-- START Provided records --
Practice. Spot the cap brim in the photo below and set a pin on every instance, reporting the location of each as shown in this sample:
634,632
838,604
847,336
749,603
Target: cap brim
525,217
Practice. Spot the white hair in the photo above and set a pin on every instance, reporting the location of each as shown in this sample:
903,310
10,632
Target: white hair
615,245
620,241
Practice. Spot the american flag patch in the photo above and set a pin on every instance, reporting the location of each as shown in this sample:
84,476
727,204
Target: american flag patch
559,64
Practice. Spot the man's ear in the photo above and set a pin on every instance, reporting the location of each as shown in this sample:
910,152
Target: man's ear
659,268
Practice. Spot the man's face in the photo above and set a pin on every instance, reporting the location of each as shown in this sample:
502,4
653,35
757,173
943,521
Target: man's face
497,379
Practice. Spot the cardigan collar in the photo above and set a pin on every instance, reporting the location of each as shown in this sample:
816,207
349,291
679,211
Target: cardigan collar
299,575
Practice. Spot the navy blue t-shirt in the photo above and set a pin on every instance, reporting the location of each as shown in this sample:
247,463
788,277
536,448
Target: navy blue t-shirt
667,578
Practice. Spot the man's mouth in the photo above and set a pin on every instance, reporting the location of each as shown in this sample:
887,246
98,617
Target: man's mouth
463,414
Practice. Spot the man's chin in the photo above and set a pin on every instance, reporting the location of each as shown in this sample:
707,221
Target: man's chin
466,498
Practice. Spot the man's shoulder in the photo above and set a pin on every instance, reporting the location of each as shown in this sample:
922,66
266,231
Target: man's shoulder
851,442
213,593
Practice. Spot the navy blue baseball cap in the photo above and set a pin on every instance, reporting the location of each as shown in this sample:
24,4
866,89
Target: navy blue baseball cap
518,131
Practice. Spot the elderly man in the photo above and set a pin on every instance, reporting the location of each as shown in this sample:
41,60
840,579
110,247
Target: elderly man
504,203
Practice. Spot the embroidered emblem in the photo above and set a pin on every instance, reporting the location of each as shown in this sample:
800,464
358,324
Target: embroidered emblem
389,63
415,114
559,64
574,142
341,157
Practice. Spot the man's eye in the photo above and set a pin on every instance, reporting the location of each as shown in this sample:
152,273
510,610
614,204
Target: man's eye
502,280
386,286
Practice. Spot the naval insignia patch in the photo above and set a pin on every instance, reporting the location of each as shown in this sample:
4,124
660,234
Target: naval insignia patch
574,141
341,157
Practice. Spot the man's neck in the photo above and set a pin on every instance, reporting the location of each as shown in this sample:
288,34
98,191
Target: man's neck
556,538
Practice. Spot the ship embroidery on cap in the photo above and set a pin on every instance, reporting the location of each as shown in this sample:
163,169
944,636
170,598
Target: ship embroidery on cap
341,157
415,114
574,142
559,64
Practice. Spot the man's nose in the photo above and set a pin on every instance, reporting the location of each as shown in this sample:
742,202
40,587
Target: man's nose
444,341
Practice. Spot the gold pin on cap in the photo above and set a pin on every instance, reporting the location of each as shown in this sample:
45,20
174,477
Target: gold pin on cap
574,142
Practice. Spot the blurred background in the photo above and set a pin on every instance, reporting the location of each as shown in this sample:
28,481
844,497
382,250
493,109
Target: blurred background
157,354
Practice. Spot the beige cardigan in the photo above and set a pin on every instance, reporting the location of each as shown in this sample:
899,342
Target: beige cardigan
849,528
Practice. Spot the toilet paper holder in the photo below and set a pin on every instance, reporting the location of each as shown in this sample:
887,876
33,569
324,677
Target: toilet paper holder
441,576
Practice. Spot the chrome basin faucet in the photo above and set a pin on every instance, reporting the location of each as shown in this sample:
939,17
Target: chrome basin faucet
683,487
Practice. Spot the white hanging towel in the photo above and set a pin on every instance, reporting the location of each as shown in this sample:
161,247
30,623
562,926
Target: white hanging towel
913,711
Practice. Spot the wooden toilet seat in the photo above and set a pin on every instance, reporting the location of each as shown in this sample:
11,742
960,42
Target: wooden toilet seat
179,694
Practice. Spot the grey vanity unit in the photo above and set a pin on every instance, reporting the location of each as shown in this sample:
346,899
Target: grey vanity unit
-- END Provided records --
• **The request**
Copy all of the lines above, reproducing each one without any change.

• **Final result**
Practice. Spot the cap brim in the photo below and set a pin on every instance, reporting the location of each as shown in this sample:
634,632
838,604
847,336
749,603
Target: cap brim
525,217
Practice. Spot the white hair in the photo above and set a pin on every instance, reporting the location of each as shown in this sample:
903,310
10,632
Target: white hair
615,245
620,241
Practice. Spot the american flag patch in the photo above and set a pin on every instance, reporting the location of each as shown in this sample:
84,476
727,204
Target: american flag patch
559,64
Practice. Spot the man's ear in the photo above and set a pin on every instance, reporting the location of each as shown in this sample:
910,152
Target: man's ear
659,268
Practice. Spot the man's face in the photo above and set a pin on every instance, reporting the location of each as shown in this sample:
502,4
653,35
757,173
943,521
Target: man's face
497,379
Practice. Spot the cardigan collar in the photo above and set a pin on every instance, reporting the location of each as shown in this sample:
816,207
349,291
679,211
Target: cardigan collar
299,575
Practice. Spot the navy blue t-shirt in the photo above and set a pin on every instance, reporting the location of each as shown in this sample:
247,463
788,277
536,448
Target: navy blue t-shirt
667,578
Practice. Spot the man's mouth in the photo above and set a pin on every instance, reporting the location of each as shown in this sample:
887,246
98,617
Target: man's mouth
463,414
Practice. Spot the man's chin in the photo above and set a pin on every instance, reporting the location of each as shown in this sample:
707,221
Target: man's chin
466,498
Practice. Spot the man's shoulder in the photo above and set a pin on every instance, reporting the location of each as shown in this sample:
922,66
266,231
Target: man's shoulder
851,442
213,593
Practice. Spot the navy blue baseball cap in the photo above and set a pin on every instance, reporting the location of each as shown in this sample:
24,4
866,89
Target: navy blue baseball cap
518,131
Practice. Spot the elderly man in the photo above and set a pin on every instance, reporting the location of each as shown in this sample:
41,60
840,579
110,247
Target: elderly man
504,203
Practice. Spot the embroidered emblem in the photo above and set a pin on every instance, reporting the location of each as shown in this sample:
800,464
358,324
Target: embroidered emblem
389,63
415,114
559,64
574,142
341,157
Practice. Spot the man's eye in the photo above and set a pin on every instance, reporting the location of each as shown in this sample:
152,273
510,610
614,204
Target: man's eye
502,280
386,286
Practice. Spot the naval insignia patch in the photo above and set a pin on every instance, reporting the location of each as shown in this sample:
4,124
660,234
Target: naval insignia patch
574,141
341,157
Practice. Spot the man's neck in the photo above and set a pin on every instance, reporting the location of each as shown in this sample:
288,34
98,191
Target: man's neck
556,538
Practice. Spot the ship embroidery on cap in the photo above and set a pin on every instance, reporting the location of each as shown in this sample:
163,169
944,636
170,598
Target: ship embroidery on cap
341,157
415,114
574,142
559,64
Practice. Spot the man's nose in the photo above and set a pin on every instance, reporting the location of each as shown in this sample:
742,202
40,587
Target: man's nose
444,341
Practice. Spot the gold pin on cap in the photo above and set a pin on every instance, reporting the location of each as shown in this sample:
45,20
174,477
Target: gold pin on cap
574,142
Practice. Spot the blurred background in the photo above and set a pin on every instance, reporting the location of each as shown in this sample:
28,481
844,497
382,250
493,109
Target: blurred background
157,354
Practice. Spot the beige cardigan in the photo above and set a pin on every instance, reporting the location of each as shown in this sample:
899,342
Target: beige cardigan
849,528
Practice. Spot the toilet paper holder in the photo below and set a pin on every instance, reporting the location of each as shown in this sample:
887,876
33,569
324,677
Target: toilet paper holder
441,576
Practice. Spot the chrome basin faucet in the photo above and set a pin on every instance, reporting the location of each as shown in this sample:
939,17
Target: chrome basin faucet
683,487
Practice. Spot the white hanging towel in the photo above and set a pin on every instance, reporting the location of each as shown in this sample:
161,247
30,623
562,926
Target: white hanging towel
913,711
Practice. Spot the wooden toilet seat in the photo above and set a pin on every instance, reporting the location of each as shown in this sample:
11,742
960,42
Target: wooden toilet seat
179,694
Practice. Spot the grey vanity unit in the photo above and set a pin on every instance, reporting the location of each as shown in this sample:
346,899
Target: grey vanity unit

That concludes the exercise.